Continue the passage about Levin's ministry in Limerick and Leeds, given below, from the point where it stops.

■ Text excerpt:
-*-*-

Hyman states that Levin was also instrumental in smoothing over the ‘petty altercations that disfigured communal life’ in the 1880s – internecine squabbles which, as the historian Natalie Wynn has observed, were commonplace in small purely immigrant communities like Limerick’s where personality clashes and competition for community status could get out of hand.[10] However his unifying days, which culminated in the establishment of a unitary LHC under his leadership in 1895, were relatively short-lived. For Levin strongly took sides in community quarrels, particularly where questions of Jewish law and tradition impinged. Most significantly, he was a central figure in an increasingly bitter argument that developed in 1899, crystallized around the funding of a dedicated community cemetery in Kilmurry, and culminated in a violent brawl in the LHC synagogue at 63 Collooney Street in August 1900.[11] Formal schism followed immediately thereafter; a breakaway faction opened a rival synagogue at number 72 in mid-January 1901, with Rev. Moses Velitskin as minister, while Levin, as minister of the original LHC, vigorously asserted its authority and led efforts to safeguard its rights. Although the pressures of the Limerick Boycott had forced reunion by 1905 with 72 Collooney Street as the sole synagogue, good relations between members of the opposing factions were never fully restored.

Jewish Chronicle, 30 August 1912

The reasons for which Levin left Limerick for Leeds in 1912 are unrecorded and little is known of his life thereafter. He briefly served as a rabbi and reader at the Old Central Synagogue, before assuming the positions of ‘second reader’ and shochet at the Great Synagogue on Belgrave Street and where, as in Vilna, he was soon acknowledged as a notable scribe. Levin ministered at the Great Synagogue until his death in spring 1936 when he was eulogised by his colleagues as ‘a congregational official who carried out his duties in a true spirit of devotion and love for the ideals of Jewish Tradition’.[12] The same may be said of his ministry in Limerick.


[1] Gewurtz, who had been appointed minister in 1931, is buried in the Jewish cemetery in Castletroy.

-*-*-

■ Data listing:
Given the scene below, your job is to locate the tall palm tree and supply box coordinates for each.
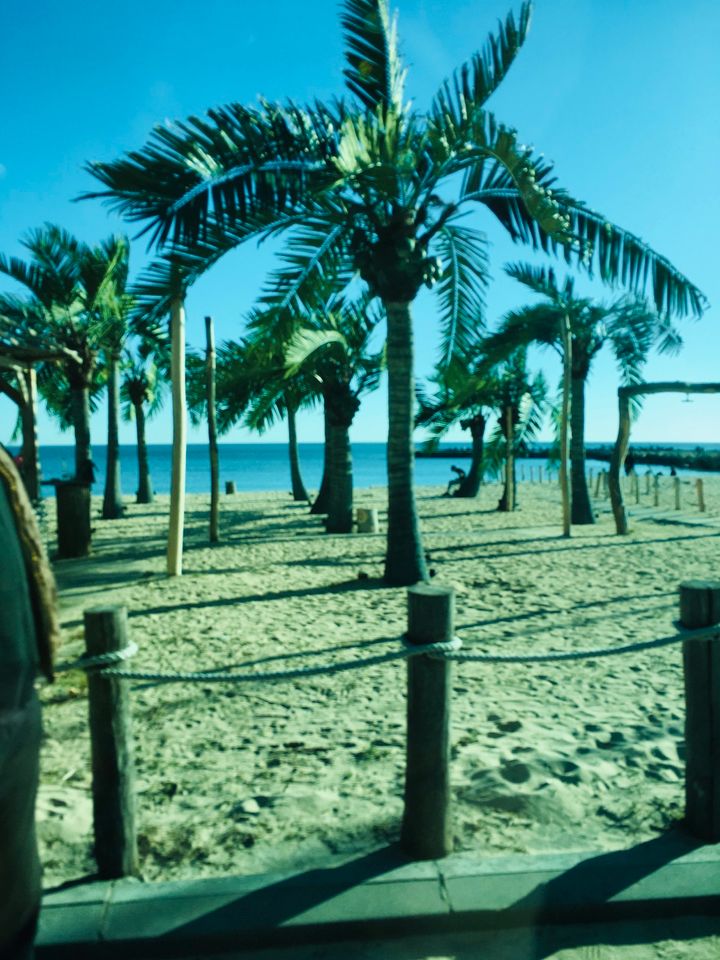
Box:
[86,0,704,584]
[487,263,680,524]
[0,224,132,480]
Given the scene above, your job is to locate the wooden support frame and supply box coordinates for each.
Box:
[608,380,720,535]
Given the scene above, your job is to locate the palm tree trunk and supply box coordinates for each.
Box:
[570,376,595,524]
[102,356,123,520]
[18,367,40,503]
[70,385,93,483]
[167,297,187,577]
[498,404,516,512]
[455,415,485,497]
[286,404,310,503]
[326,423,353,533]
[560,314,572,537]
[310,398,330,514]
[384,301,428,586]
[133,400,155,503]
[205,317,220,543]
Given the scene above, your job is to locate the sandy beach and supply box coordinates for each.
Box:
[38,478,720,957]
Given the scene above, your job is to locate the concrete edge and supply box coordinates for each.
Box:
[37,837,720,960]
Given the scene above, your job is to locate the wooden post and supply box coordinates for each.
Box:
[85,607,138,880]
[680,580,720,843]
[55,480,92,559]
[400,583,455,860]
[355,507,380,533]
[205,317,220,543]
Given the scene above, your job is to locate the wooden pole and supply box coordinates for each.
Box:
[85,607,138,880]
[680,580,720,843]
[167,297,187,577]
[205,317,220,543]
[400,583,455,860]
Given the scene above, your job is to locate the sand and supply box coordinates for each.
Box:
[33,478,720,957]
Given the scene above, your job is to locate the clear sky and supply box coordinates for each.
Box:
[0,0,720,443]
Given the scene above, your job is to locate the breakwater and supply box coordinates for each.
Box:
[415,443,720,471]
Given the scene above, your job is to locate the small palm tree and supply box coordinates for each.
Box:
[487,263,680,524]
[120,350,166,503]
[415,339,499,497]
[86,0,705,585]
[487,348,547,511]
[285,296,384,533]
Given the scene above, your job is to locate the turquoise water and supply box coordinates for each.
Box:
[23,443,717,496]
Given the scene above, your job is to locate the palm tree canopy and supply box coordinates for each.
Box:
[80,0,705,357]
[485,263,682,383]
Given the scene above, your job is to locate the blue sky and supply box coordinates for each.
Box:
[0,0,720,443]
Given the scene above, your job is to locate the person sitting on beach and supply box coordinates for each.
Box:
[445,464,467,497]
[0,446,59,960]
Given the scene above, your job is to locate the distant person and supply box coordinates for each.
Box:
[0,446,59,960]
[445,465,467,497]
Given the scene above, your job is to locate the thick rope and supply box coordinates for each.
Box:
[53,641,139,673]
[436,625,720,663]
[93,638,460,683]
[56,625,720,683]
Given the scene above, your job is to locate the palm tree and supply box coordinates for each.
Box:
[86,0,704,584]
[120,349,165,503]
[487,348,547,511]
[415,339,499,497]
[212,334,315,503]
[487,263,679,524]
[285,295,383,533]
[0,224,132,481]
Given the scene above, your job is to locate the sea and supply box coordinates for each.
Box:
[18,443,720,496]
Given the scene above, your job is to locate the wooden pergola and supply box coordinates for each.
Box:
[608,380,720,534]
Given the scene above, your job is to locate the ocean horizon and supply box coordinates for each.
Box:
[11,442,720,496]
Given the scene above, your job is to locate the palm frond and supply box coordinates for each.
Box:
[430,3,532,120]
[340,0,405,112]
[435,223,489,363]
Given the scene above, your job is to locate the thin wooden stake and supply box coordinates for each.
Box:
[85,607,138,880]
[680,580,720,843]
[400,583,455,860]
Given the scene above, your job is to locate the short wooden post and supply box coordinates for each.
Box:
[680,580,720,843]
[55,480,92,559]
[355,507,380,533]
[400,583,455,860]
[85,607,138,880]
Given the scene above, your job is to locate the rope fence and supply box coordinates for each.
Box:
[62,581,720,879]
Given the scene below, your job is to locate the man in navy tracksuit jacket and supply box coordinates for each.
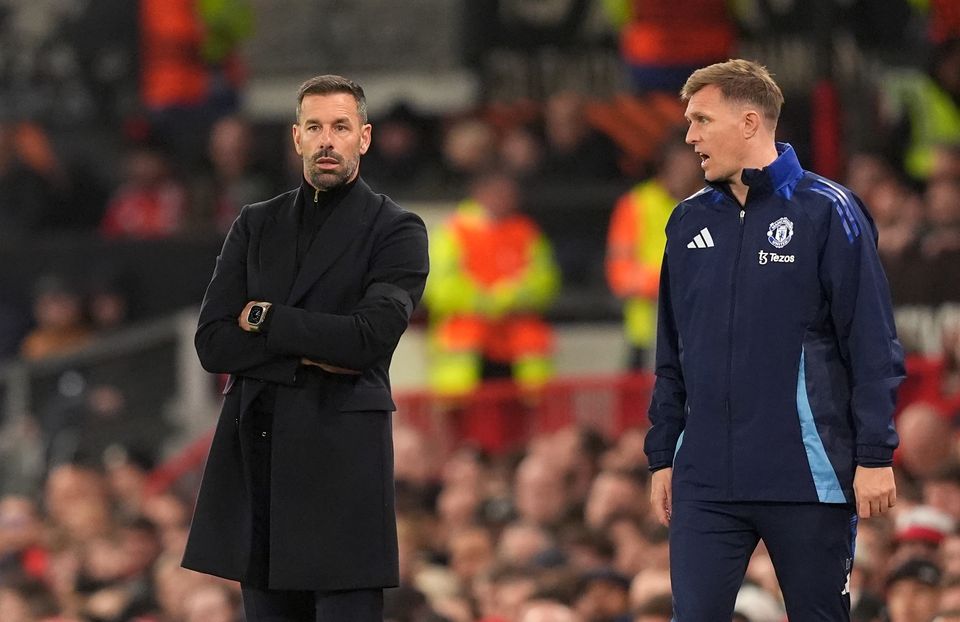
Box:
[646,60,904,622]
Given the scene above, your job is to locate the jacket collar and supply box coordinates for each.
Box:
[741,143,803,199]
[708,143,803,200]
[260,178,379,305]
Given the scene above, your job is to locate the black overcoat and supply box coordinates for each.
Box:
[183,180,428,590]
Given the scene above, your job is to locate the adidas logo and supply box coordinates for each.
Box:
[687,227,716,248]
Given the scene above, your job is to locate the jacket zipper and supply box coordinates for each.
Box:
[724,204,747,498]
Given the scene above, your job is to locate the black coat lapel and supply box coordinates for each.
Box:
[287,179,379,305]
[258,189,300,302]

-*-*-

■ Exercise result:
[2] Jewish Chronicle, 26 June 1953.

[3] Louis Hyman, The Jews of Ireland: from earliest times to the year 1910 (Shannon, 1972), p. 211.

[4] Jewish Chronicle, 30 Aug. 1912.

[5] See Darius Staliūnas, Enemies for a day: antisemitism and anti-Jewish violence in Lithuania under the Tsars (Budapest, 2015), pp 40–6, 106–25.

[6] Jewish Chronicle, 12 June 1936.

[7] Elias Levin to Thomas Hayes, 13 Jan. 1904 (National Archives of Ireland, Chief Secretary’s Office Registered Papers, 1905/ 23538.

[8] Limerick Chronicle, 3 Sept. 1892. According to Shanahan, it was ‘a well-established fact that the disease was brought into Hamburg by a certain class of emigrants [i.e., poor Russian Jews], of whom we have a regular colony’ in Limerick.

[9] For examples of violence against Levin, see Court of Petty Sessions Order Books for Limerick city, 30 Nov.1883, 10 Oct. 1888, 11 Mar. 1892; Limerick Leader, 15 Apr. 1904, 11 Aug. 1905.

[10] Hyman, The Jews of Ireland, p. 211; Natalie Wynn, Community, identity, conflict: the Jewish experience in Ireland, 1881–1914 (Oxford, 2024), pp 140-3.

[11] For the detail of this argument and schism see Des Ryan, ‘Jewish immigrants in Limerick: a divided community’ in David Lee (ed.), Remembering Limerick: historical essays celebrating the 800th anniversary of Limerick’s first charter granted in 1197 (Limerick, 1997), pp 166–74; Wynn, Community, identity, conflict, pp 126–33.

[12] Jewish Chronicle, 12 June 1936.